• Exercise passage:
● ● ● ● ●
Establishing a Good Credit Rating
watching your finances to retain a credit rating
When I emigrated to Australia in 1971 life was a whole new ball game. I had to set up again, buying furniture and white goods, plus the obligatory TV (black and white in those days). I started out paying cash for everything until my brother-in-law told me that I should get at least something on credit. At first, I didn't see the sense in paying extra for interest when I didn't have to; but, he went on to say that one day I might need a loan; and establishing a credit-rating was essential. Still reluctant, the next household item I bought on HP (hire purchase). The transaction was easy; and the salesperson's attitude surprised me because he seemed a darn sight happier than times before when I'd paid cash. I guessed this was the accepted norm; but owing money to someone worried me; so I stuck to the monthly repayments for a while, making only three before paying off the balance. I did, however, see the sense in this strategy when the cheap old bomb that I'd bought to get around eventually gave up the ghost and I had to buy a decent car. By then, the cash surplus was low and it was expedient to secure a loan. That too was easy, and all thanks to having a good credit rating.
Not too many manage to go through life without having to acquire some kind of a loan. Whether it be for the car like me, or for other goods; and particularly when buying a house; the moment of truth will finally arrive. It will also herald the realisation for some that an important lesson should have been learned from the start, but wasn't. What hadn't been taken into consideration were the lengths loan societies and banks go to before they even contemplate lending money to an applicant who is deemed a poor risk. The unfortunate who is on the point of being knocked back will probably insist that they've always conducted their financial affairs properly; well, most of the time. Slipping into arrears with the rent was sorted after a couple of months, they explain; and the same with the electricity and gas bills. The additional fact that the credit-card is maxed out is, they maintain, only temporary; and they can manage the minimum payments without a problem. All the assurances and good intentions under the sun, however, won't sway the hard-nosed bankers.
Being refused a loan can seem unfair to a person who has conducted their financial matters relatively well over the years. Surely, they might believe, the odd slip up shouldn't count against them; but it does. Imagining that minor indiscretions will remain unnoticed is naive: lending institutions have ways of uncovering every single missed payment, however trivial; and all are black marks against the applicant. Circumstances that brought about these mistakes could have been medical in nature and unavoidable at the time; but the banks don't care. All they are interested in is a client's ability to pay on time every time; and if there is just a slim possibility that they might default, it's sorry, but we can't help you.
● ● ● ● ●
• Set of tasks:
1. In the credit-rating passage, what year did the writer emigrate to Australia?
2. List the things the credit-rating passage says the writer had to buy when setting up again in Australia.
The material after this point is separate from the credit-rating passage.
● ● ● ● ●
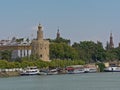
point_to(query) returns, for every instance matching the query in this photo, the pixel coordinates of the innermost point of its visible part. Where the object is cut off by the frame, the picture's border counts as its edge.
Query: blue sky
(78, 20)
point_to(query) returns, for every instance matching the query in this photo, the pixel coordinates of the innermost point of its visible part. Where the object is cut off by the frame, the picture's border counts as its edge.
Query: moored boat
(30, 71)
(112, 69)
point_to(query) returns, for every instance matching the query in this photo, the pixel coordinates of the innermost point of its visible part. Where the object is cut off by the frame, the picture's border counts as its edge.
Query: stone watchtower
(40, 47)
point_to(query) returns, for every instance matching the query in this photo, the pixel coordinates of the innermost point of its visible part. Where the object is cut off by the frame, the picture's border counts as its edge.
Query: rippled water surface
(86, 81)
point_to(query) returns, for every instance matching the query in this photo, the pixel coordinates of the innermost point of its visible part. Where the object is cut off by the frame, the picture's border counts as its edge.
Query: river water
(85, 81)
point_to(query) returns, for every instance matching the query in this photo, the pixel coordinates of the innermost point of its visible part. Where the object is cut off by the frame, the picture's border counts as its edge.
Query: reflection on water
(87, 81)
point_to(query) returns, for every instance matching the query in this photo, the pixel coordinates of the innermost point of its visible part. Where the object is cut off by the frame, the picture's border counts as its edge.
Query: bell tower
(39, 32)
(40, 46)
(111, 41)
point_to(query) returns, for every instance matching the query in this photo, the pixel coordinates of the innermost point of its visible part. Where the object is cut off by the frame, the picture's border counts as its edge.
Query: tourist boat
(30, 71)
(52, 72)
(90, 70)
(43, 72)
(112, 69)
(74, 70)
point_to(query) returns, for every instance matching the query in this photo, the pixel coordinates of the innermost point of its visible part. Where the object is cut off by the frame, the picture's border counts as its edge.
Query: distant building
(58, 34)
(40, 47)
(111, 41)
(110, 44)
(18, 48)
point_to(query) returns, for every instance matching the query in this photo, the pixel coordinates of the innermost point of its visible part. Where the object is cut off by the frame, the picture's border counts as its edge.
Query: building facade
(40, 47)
● ● ● ● ●
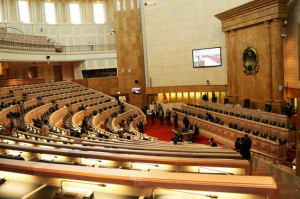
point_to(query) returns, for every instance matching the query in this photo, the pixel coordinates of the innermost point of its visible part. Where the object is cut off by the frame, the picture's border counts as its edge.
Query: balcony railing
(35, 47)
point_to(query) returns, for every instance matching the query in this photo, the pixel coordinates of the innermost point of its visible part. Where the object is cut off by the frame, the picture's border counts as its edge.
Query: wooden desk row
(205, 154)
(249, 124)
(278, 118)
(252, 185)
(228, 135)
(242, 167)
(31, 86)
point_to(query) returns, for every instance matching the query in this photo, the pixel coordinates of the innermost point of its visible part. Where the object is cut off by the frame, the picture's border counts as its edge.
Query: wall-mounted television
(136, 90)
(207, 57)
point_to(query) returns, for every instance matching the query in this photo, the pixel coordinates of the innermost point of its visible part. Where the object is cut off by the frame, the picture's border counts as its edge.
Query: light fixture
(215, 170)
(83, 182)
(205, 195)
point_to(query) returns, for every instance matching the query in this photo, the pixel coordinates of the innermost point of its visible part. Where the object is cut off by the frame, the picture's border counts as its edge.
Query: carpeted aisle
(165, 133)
● ● ● ● ●
• Solutions to each task:
1. 1971

2. Furniture, white goods, and a TV (black and white).